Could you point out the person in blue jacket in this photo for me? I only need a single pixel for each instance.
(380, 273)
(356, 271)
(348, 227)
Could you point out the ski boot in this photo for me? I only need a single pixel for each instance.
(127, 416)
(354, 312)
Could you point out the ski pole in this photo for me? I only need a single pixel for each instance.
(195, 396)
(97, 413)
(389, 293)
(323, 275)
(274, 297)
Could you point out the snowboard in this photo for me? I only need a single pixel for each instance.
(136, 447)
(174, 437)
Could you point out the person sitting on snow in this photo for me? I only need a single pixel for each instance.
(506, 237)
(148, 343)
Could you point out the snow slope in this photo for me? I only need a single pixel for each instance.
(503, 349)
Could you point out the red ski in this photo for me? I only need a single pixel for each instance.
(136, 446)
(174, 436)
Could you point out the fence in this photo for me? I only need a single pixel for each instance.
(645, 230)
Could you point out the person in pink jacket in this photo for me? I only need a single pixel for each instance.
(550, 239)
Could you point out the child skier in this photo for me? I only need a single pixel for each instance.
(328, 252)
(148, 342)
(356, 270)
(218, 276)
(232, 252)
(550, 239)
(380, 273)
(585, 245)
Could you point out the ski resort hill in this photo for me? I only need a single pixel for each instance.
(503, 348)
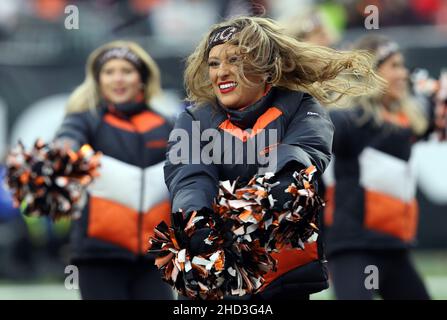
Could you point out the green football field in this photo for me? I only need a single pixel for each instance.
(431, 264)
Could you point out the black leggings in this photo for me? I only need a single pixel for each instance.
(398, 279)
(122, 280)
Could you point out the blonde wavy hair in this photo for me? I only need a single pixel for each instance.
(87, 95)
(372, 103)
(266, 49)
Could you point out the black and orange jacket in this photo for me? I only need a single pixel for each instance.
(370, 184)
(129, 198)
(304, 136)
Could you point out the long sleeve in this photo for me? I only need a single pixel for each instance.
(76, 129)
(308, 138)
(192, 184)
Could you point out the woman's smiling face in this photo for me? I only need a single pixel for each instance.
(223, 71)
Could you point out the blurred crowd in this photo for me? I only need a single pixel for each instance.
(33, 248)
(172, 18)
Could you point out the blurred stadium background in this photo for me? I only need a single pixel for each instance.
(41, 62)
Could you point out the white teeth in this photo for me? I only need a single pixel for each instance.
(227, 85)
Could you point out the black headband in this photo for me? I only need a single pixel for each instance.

TASK INSTRUCTIONS = Reproduce all of the material above word for word, leaving out the pictures.

OUTPUT OF THE EXERCISE =
Could you point out the person in blue jacket in this photo for me? I only need a single pixel for each instance.
(380, 273)
(356, 271)
(348, 227)
Could you point out the ski boot in this photo for me? I only need a single pixel for each instance.
(127, 416)
(354, 312)
Could you point out the ski pole in this photo for me? I only need a single pixel for each instance.
(195, 396)
(97, 413)
(389, 293)
(323, 275)
(274, 297)
Could you point out the snowboard in this photo for me? I only need a single pixel for each instance.
(136, 447)
(174, 437)
Could you point out the person sitting on snow in this photo for me? I only need a single pixel for each instance.
(506, 237)
(148, 343)
Could you point out the snow slope in this photo for me? I only need a single pixel for each instance.
(503, 349)
Could you point out the red ski in this photo for me? I only need a single pixel for each instance.
(136, 446)
(174, 436)
Could you point out the fence in this photo for me? I only need a single pixel for each instance.
(645, 230)
Could you point out the person in pink jacket in this photo for me? I only need a single pixel for each instance.
(550, 239)
Could you point out the child skier in this photo for me? I only need a single pixel for each instance.
(328, 252)
(148, 342)
(356, 270)
(218, 276)
(232, 252)
(550, 239)
(380, 273)
(585, 245)
Could you point out the ski resort hill in this photo for me? I only need a single pixel for each instance.
(503, 348)
Could you point out the green football field in this photo for me? I only need a single pixel for each instance.
(431, 264)
Could you point out the black leggings in this photo for me? I only need a single pixel for each instance.
(398, 279)
(122, 280)
Could you point out the blonde wavy hair in this photo for me? I only need a single pixel for each instance.
(87, 95)
(372, 103)
(266, 49)
Could you point out the black and orange jacket in this photo for me? I only need a single pixel for each instance.
(370, 184)
(129, 198)
(304, 136)
Could you point out the long sleeve in this photo for me? I only need a single pixel for each instance.
(76, 129)
(308, 138)
(192, 184)
Could you point out the woman's smiling face in this photo for me? I only need a single pixel for each instance.
(223, 71)
Could you point out the blurred crowd in this photo for me? I only need a single pixel for each instance.
(33, 248)
(172, 18)
Could you point out the blurred stadium background in this photo for me? I only need a single pixel for each instance.
(41, 62)
Could you point out the white teeth in this photo for me? I only need a single pixel for each instance.
(227, 85)
Could you point out the black headband in this photo for me? I only need a single pixel for each instance.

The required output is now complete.